● Task: The word "positive" occurs in some lines of the data. Return each such line.

● Information shown:
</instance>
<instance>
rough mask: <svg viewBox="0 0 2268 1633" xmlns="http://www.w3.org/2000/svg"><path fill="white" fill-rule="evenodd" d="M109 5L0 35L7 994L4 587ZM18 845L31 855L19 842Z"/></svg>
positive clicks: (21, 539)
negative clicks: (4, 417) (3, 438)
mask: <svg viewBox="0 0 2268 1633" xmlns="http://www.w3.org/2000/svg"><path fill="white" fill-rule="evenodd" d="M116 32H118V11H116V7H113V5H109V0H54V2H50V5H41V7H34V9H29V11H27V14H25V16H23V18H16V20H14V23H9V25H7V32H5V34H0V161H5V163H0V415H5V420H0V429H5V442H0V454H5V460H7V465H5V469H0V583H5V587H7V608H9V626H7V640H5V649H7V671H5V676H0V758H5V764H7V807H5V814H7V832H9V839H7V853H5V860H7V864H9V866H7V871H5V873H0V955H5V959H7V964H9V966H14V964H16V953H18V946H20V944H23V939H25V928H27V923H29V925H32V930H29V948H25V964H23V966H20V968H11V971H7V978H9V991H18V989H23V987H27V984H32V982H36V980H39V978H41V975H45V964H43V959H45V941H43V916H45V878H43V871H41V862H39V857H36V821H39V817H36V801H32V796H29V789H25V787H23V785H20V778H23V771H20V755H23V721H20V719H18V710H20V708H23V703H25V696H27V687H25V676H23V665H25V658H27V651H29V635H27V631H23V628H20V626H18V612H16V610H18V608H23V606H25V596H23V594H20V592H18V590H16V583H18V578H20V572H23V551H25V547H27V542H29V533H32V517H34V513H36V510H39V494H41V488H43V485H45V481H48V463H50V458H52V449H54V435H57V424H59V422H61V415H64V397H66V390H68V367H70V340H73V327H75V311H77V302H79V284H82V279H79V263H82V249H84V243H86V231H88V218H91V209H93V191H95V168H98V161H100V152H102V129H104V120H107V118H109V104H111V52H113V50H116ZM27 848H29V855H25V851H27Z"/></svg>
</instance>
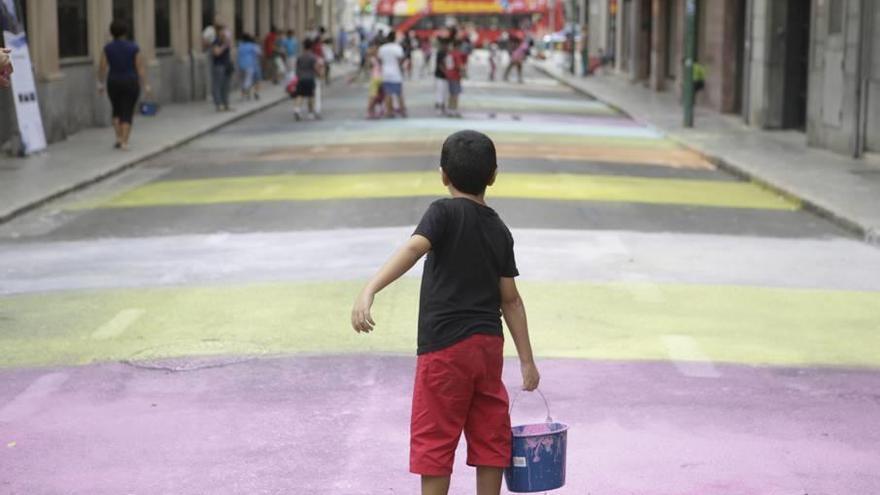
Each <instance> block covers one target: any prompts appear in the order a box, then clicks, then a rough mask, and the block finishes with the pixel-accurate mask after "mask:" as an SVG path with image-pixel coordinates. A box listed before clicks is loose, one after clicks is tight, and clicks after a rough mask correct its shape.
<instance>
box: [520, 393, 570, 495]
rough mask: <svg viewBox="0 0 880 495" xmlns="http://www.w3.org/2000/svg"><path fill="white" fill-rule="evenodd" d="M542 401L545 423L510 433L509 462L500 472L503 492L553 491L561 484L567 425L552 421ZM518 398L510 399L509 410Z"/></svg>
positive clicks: (531, 491) (546, 401)
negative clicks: (545, 417) (505, 466)
mask: <svg viewBox="0 0 880 495" xmlns="http://www.w3.org/2000/svg"><path fill="white" fill-rule="evenodd" d="M537 392H538V394H539V395H540V396H541V398H542V399H544V406H545V407H546V408H547V419H546V420H545V421H544V422H543V423H533V424H524V425H517V426H514V427H513V428H512V430H513V449H512V450H513V458H512V459H511V463H510V466H509V467H508V468H506V469H505V470H504V481H505V482H507V489H508V490H509V491H511V492H514V493H535V492H543V491H547V490H555V489H557V488H560V487H562V486H563V485H564V484H565V447H566V440H567V434H568V425H567V424H565V423H558V422H555V421H553V418H552V417H551V416H550V405H549V404H548V403H547V398H546V397H544V394H543V393H541V391H540V390H537ZM518 398H519V394H517V395H516V396H515V397H514V398H513V402H512V403H511V405H510V410H511V412H513V406H514V405H515V404H516V400H517V399H518Z"/></svg>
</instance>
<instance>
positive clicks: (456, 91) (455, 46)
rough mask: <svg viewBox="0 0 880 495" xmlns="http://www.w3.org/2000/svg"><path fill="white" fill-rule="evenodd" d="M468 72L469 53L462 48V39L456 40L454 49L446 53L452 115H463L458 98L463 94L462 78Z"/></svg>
mask: <svg viewBox="0 0 880 495" xmlns="http://www.w3.org/2000/svg"><path fill="white" fill-rule="evenodd" d="M466 73H467V54H466V53H464V51H463V50H462V49H461V41H460V40H455V41H453V43H452V50H450V51H449V54H448V55H446V84H447V86H448V88H449V103H448V105H447V108H448V109H449V112H448V115H449V116H450V117H459V118H460V117H461V112H459V111H458V98H459V95H461V78H462V77H464V76H465V74H466Z"/></svg>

● Result of this exercise:
positive clicks: (21, 539)
positive clicks: (531, 491) (546, 401)
positive clicks: (456, 91) (455, 46)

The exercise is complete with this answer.